> _Exercise description_: Copy the listing below line for line, with no changes to any wording, number, or punctuation.

> _Task inputs_:
----

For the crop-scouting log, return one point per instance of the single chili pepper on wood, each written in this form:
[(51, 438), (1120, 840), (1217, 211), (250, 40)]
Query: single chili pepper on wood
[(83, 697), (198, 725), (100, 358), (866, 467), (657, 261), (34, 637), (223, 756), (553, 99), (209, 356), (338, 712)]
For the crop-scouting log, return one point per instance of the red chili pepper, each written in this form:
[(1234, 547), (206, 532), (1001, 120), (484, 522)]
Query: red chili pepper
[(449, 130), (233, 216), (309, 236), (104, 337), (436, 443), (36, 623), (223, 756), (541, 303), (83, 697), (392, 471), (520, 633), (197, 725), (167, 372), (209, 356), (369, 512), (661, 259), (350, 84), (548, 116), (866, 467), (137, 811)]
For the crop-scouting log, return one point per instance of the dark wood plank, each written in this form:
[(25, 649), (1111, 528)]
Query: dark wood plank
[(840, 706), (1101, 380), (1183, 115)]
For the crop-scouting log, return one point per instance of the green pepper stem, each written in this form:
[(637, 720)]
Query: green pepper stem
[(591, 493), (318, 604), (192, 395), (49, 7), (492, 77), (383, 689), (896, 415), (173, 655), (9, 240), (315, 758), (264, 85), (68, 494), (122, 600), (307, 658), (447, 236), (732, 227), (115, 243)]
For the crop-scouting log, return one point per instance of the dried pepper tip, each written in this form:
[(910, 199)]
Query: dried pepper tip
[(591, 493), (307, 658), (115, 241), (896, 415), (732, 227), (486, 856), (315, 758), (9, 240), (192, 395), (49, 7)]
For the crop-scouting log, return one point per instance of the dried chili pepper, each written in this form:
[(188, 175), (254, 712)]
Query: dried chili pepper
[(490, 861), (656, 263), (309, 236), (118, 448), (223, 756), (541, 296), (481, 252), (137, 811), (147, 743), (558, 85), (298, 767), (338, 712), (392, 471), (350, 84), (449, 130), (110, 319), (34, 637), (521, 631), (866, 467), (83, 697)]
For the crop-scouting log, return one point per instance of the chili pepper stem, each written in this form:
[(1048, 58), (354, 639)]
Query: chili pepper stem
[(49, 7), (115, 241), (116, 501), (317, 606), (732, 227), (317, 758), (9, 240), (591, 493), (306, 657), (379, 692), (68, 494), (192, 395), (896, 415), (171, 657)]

----

> _Complete output_:
For the crop-scouting log, return one point per instance of the single chili pepper on wood, each written in this form:
[(51, 438), (1120, 840), (1217, 211), (250, 40)]
Query: single chili pepper on wood
[(83, 697), (198, 725), (100, 358), (866, 467), (657, 261), (34, 637), (223, 756), (553, 99), (209, 356), (338, 712)]
For the crop-scouting log, return one point per instance of the red chili pepper, each written in this form:
[(1234, 547), (206, 532), (1001, 120), (484, 522)]
Query: red chili pepper
[(449, 130), (233, 216), (309, 236), (104, 337), (436, 443), (36, 623), (223, 756), (541, 303), (83, 697), (392, 471), (520, 633), (197, 725), (167, 372), (209, 356), (369, 512), (661, 259), (350, 84), (548, 116), (866, 467), (137, 811)]
For the crop-scouting log, return one point per instance of the dark wood plank, each written in this form:
[(25, 649), (1111, 528)]
Query: dark wood plank
[(840, 706), (1101, 380), (1183, 115)]
For the crop-scouting log, return one point per instance of the green pepper stem, each written in this form:
[(637, 720)]
Query: green pepper stem
[(591, 493), (318, 604), (192, 395), (49, 7), (492, 77), (383, 689), (896, 415), (173, 655), (9, 240), (315, 758), (264, 85), (68, 494), (122, 600), (307, 658), (447, 236), (732, 227), (115, 243)]
For the crop-scouting log, return one point per instance of the dried pepper tip, each written in this form:
[(910, 199)]
Query: dried pepper tip
[(591, 493), (307, 658), (115, 241), (896, 415), (732, 227), (486, 856), (315, 758), (9, 240), (192, 395), (49, 7)]
For the crop-scouting log, return one point per instance of the dried chili pepper, each written in this form:
[(188, 175), (254, 712)]
Query: dried chili pepper
[(490, 861), (656, 263), (309, 236), (118, 448), (223, 756), (541, 296), (481, 252), (137, 811), (147, 743), (558, 85), (298, 767), (338, 712), (392, 471), (350, 84), (449, 130), (110, 319), (34, 637), (521, 631), (866, 467), (83, 697)]
For the crop-scouting log, return one point per instance of the chili pepper stem, each written in this form:
[(1048, 58), (354, 639)]
Query: chili pepper stem
[(49, 7), (115, 241), (116, 501), (317, 606), (732, 227), (317, 758), (9, 240), (591, 493), (306, 657), (379, 692), (68, 494), (192, 395), (896, 415), (171, 657)]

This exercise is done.